--- Input material ---
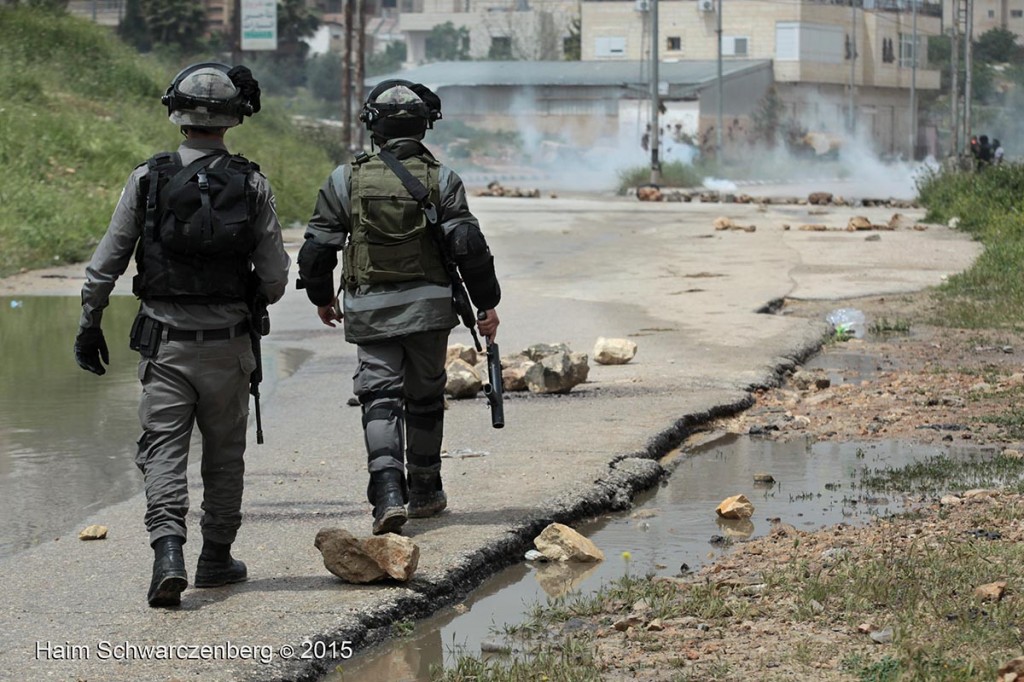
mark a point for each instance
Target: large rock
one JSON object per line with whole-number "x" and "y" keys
{"x": 397, "y": 555}
{"x": 539, "y": 351}
{"x": 613, "y": 351}
{"x": 557, "y": 374}
{"x": 95, "y": 531}
{"x": 463, "y": 382}
{"x": 560, "y": 543}
{"x": 648, "y": 194}
{"x": 735, "y": 507}
{"x": 514, "y": 370}
{"x": 344, "y": 556}
{"x": 355, "y": 560}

--- Directive ---
Copy every row above verbatim, leaving out the pictures.

--- Reply to the task ---
mark a point for each instance
Target: large rock
one JSON object per line with whole-number "x" and "y" keys
{"x": 397, "y": 555}
{"x": 539, "y": 351}
{"x": 613, "y": 351}
{"x": 557, "y": 374}
{"x": 95, "y": 531}
{"x": 463, "y": 382}
{"x": 560, "y": 543}
{"x": 648, "y": 194}
{"x": 735, "y": 507}
{"x": 514, "y": 370}
{"x": 344, "y": 556}
{"x": 355, "y": 560}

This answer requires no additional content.